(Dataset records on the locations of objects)
_ _ _ _

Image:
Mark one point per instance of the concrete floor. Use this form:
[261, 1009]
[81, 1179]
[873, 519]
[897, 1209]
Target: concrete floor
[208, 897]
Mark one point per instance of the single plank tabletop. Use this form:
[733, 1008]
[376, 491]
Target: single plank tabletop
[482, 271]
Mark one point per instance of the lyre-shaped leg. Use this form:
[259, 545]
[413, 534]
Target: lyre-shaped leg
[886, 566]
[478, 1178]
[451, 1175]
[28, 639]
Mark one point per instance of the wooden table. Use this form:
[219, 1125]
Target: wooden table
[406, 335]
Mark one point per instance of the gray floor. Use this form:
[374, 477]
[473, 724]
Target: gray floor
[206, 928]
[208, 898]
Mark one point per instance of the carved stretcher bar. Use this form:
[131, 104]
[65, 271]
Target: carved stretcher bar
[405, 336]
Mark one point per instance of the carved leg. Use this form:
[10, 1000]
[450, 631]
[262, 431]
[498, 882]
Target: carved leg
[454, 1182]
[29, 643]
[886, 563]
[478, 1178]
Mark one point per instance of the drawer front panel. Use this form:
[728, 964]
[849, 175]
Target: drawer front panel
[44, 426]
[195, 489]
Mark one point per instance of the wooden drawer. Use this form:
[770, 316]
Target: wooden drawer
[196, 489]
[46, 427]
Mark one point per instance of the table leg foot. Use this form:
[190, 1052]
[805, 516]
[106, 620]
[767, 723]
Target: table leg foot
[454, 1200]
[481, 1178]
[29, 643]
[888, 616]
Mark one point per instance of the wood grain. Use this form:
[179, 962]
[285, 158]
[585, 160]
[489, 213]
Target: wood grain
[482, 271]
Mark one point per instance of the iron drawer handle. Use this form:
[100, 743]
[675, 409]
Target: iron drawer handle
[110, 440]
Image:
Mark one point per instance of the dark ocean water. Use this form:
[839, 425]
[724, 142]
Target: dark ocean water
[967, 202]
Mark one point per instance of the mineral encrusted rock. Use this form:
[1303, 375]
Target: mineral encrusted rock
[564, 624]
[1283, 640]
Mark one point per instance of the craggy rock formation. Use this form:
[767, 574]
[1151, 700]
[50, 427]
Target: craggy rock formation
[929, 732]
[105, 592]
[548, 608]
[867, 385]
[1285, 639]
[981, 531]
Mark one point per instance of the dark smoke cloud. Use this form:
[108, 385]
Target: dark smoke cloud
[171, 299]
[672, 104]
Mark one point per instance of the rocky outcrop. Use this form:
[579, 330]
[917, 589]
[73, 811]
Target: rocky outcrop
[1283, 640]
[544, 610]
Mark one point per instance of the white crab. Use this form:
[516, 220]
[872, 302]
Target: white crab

_ _ _ _

= Exercise brief =
Copy out the whole listing above line for line, with nothing changed.

= Task answer =
Image:
Mark one point per instance of the concrete floor. Use this form:
[261, 1009]
[81, 1179]
[873, 519]
[897, 1209]
Target: concrete floor
[208, 897]
Mark one point per instance of the single plank tabletop. Use this form:
[733, 1008]
[376, 491]
Target: single plank tabletop
[482, 271]
Mark one point per instance of the lyre-shaped leg. Use this form:
[259, 545]
[413, 534]
Target: lyre-shaped leg
[886, 566]
[478, 1178]
[451, 1175]
[28, 639]
Mark one point per instance of the wooden table. Use this form:
[219, 1125]
Target: wooden table
[406, 335]
Mark one point per instance of the gray floor. Use this form:
[374, 477]
[473, 724]
Target: gray floor
[206, 928]
[208, 898]
Mark one point per instance of the carved stretcher bar. Use this form:
[131, 104]
[65, 271]
Target: carved stretcher bar
[405, 336]
Mark one point per instance of the carved leg. Use this form:
[10, 1000]
[450, 631]
[262, 431]
[498, 882]
Target: carved leg
[454, 1182]
[29, 643]
[886, 563]
[478, 1178]
Mark one point per instance of the drawer front panel. Use this form:
[728, 964]
[849, 175]
Target: drawer front panel
[44, 426]
[195, 489]
Mark one point per instance of the wooden drawer. Use this form:
[770, 316]
Target: wooden drawer
[196, 489]
[46, 427]
Mark one point per instance of the table leg foot. Use this form:
[190, 1052]
[805, 516]
[106, 620]
[767, 723]
Target: table leg foot
[454, 1200]
[481, 1178]
[29, 643]
[888, 616]
Mark one point per instance of the wood grain. Use this form:
[179, 962]
[285, 158]
[585, 160]
[489, 213]
Target: wood grain
[482, 271]
Mark one point per instance of the iron drawer handle. Use this form:
[100, 743]
[675, 409]
Target: iron drawer handle
[110, 440]
Image:
Mark one point per instance of the dark ocean water. Use this form:
[839, 425]
[724, 142]
Target: dark ocean water
[967, 202]
Mark one point per instance of the mineral encrusted rock. Use this form:
[1303, 375]
Target: mineral encrusted rock
[564, 624]
[1283, 640]
Mark one point per instance of the craggy rock formation. Use this form:
[767, 574]
[1151, 700]
[50, 427]
Target: craggy rock formation
[929, 732]
[105, 592]
[548, 608]
[867, 385]
[1285, 639]
[981, 531]
Mark one point per instance of the dark smoke cloud. Use this form:
[108, 385]
Target: dark smoke cloud
[171, 299]
[672, 104]
Mark one point per instance of the rocky outcrop. Use this form:
[579, 330]
[917, 589]
[73, 811]
Target: rocky outcrop
[1283, 640]
[544, 610]
Mark one point per instance of the white crab. Use this form:
[516, 220]
[872, 302]
Target: white crab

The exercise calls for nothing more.